### DOCUMENT TEXT:
###
By Charles C. W. Cooke
Friday, June 27, 2025
As a matter of law, I am persuaded by the majority
opinion in today’s Casa decision — the core holding of which
was that “universal injunctions likely exceed the equitable authority that
Congress has given to federal courts.” (For more detail on the nature of that
ruling, as well as the caveats that apply, read Dan McLaughlin.) As a matter of constitutional
balance, however, I am less thrilled. This is not a contradiction. There is
a difference between a court’s decision being legally correct and a court’s
decision yielding perfect outcomes, and, from my perspective, this one is
stronger on the first criterion than on the second. Like everyone else, I can
of course see enormous upsides to a reduction in national injunctions — among
them, stability, democratic accountability, and the neutering of activists
wearing robes. But I can also see a good number of downsides that, unless
carefully managed via immediate action from the other two branches, will hit us
sooner and harder than we might imagine. Gloomy thought it may be, it is on the
downsides that I wish to focus here.
###
### TASK 1:
In the commentary on the Casa decision, what was the core holding of the ruling?

### EXTRACTED MATERIAL:
###
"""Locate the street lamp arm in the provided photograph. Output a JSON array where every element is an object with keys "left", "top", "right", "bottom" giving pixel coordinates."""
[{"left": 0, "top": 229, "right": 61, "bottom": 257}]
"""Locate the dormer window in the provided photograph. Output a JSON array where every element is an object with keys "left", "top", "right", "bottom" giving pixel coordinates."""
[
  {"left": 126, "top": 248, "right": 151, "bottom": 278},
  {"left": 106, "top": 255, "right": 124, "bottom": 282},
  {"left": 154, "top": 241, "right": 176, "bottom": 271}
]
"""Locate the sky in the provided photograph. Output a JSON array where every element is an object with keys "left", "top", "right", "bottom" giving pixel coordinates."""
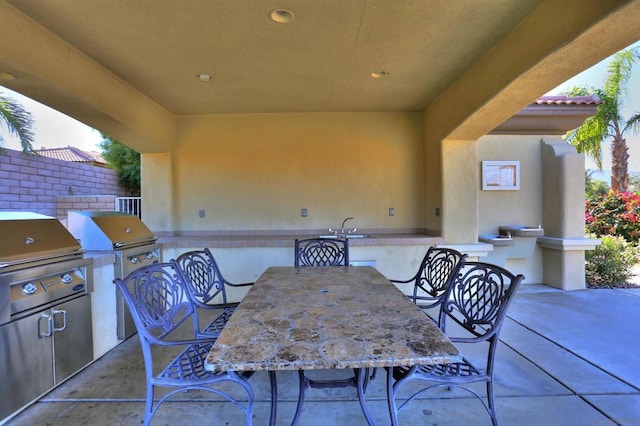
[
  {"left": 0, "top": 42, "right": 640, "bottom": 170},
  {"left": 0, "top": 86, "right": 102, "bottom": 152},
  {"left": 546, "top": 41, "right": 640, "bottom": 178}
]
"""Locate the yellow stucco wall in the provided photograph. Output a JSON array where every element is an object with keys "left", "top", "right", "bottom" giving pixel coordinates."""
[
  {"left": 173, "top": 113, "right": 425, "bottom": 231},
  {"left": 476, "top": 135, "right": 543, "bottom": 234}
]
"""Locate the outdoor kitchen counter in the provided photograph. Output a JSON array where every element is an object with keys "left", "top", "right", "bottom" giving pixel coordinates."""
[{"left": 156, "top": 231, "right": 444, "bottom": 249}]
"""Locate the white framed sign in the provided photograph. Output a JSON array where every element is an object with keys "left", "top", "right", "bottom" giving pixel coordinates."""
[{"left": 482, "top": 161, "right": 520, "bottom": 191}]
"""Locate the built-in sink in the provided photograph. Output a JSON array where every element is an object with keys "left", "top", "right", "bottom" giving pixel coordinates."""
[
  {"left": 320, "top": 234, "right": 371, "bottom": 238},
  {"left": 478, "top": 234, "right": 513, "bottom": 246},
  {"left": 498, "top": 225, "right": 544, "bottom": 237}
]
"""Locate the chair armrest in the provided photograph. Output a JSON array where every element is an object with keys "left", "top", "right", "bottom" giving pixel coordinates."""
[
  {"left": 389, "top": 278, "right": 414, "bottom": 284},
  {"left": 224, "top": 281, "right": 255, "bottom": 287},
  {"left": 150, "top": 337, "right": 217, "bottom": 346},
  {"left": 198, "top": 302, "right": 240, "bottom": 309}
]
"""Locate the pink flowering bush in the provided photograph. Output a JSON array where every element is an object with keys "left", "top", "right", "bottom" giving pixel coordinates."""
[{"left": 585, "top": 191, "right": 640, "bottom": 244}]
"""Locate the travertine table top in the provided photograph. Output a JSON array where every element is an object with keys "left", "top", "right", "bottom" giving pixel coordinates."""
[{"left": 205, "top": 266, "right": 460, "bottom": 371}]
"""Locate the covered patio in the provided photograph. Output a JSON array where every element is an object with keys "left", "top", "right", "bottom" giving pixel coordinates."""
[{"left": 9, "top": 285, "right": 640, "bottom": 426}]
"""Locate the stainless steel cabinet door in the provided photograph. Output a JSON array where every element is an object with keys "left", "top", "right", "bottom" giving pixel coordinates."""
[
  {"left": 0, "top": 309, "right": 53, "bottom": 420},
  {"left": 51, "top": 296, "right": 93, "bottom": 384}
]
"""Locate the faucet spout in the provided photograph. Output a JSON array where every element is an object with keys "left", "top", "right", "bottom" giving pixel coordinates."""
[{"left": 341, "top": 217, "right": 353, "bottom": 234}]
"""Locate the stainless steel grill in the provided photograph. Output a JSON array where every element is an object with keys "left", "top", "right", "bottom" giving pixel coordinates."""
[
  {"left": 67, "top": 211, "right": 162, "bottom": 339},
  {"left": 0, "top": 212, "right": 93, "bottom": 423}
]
###
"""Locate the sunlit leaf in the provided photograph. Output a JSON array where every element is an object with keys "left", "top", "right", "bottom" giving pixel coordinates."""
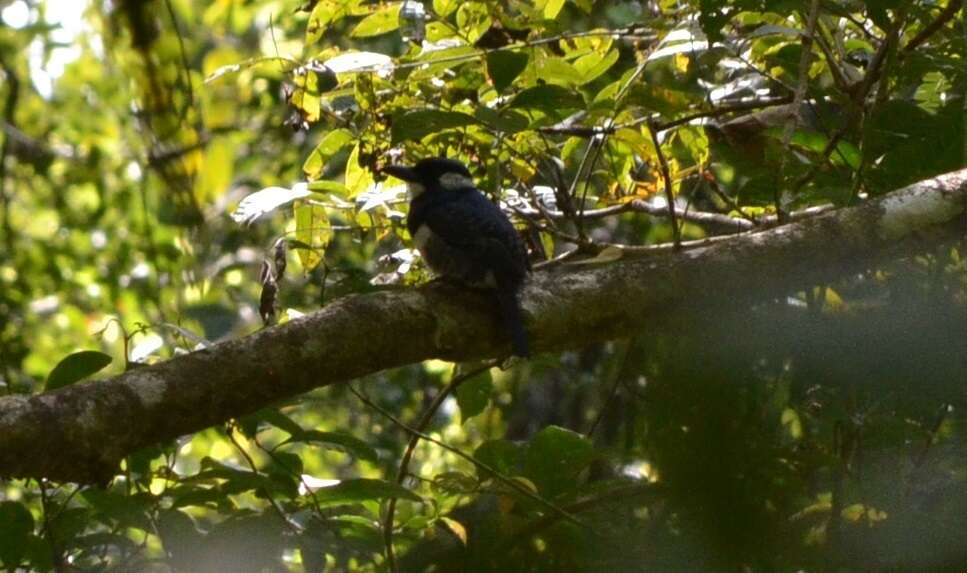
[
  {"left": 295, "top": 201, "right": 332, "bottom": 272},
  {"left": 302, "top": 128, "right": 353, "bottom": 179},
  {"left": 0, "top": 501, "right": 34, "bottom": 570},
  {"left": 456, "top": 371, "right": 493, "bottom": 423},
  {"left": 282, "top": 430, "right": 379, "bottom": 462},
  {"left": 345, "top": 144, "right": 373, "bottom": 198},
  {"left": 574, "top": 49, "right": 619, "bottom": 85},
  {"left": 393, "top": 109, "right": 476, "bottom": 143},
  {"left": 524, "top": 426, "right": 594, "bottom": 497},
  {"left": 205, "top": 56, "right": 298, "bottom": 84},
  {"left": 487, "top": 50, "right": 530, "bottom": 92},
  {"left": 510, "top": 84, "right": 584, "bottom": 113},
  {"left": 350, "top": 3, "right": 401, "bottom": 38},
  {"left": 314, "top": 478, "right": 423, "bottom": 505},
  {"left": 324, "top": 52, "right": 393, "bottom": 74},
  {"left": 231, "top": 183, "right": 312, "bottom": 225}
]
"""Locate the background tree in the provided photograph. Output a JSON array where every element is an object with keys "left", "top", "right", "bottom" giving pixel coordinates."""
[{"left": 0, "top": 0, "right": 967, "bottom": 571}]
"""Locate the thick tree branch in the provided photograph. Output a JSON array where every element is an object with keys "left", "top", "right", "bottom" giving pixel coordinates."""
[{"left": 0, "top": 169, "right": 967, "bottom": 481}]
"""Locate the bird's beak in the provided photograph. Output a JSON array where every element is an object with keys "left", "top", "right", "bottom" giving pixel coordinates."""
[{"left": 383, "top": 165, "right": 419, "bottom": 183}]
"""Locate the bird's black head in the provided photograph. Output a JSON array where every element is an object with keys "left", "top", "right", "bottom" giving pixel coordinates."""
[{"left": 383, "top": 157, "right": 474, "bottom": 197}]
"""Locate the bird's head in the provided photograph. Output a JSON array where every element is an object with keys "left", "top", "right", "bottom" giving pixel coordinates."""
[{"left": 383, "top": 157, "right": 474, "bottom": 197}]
###
### TASK 2:
Count the lines in both blocks of rows that contain the string "steel", and give only the number.

### FINISHED ANSWER 1:
Universal injunctions likely exceed the equitable authority that Congress has given to federal courts.

### FINISHED ANSWER 2:
2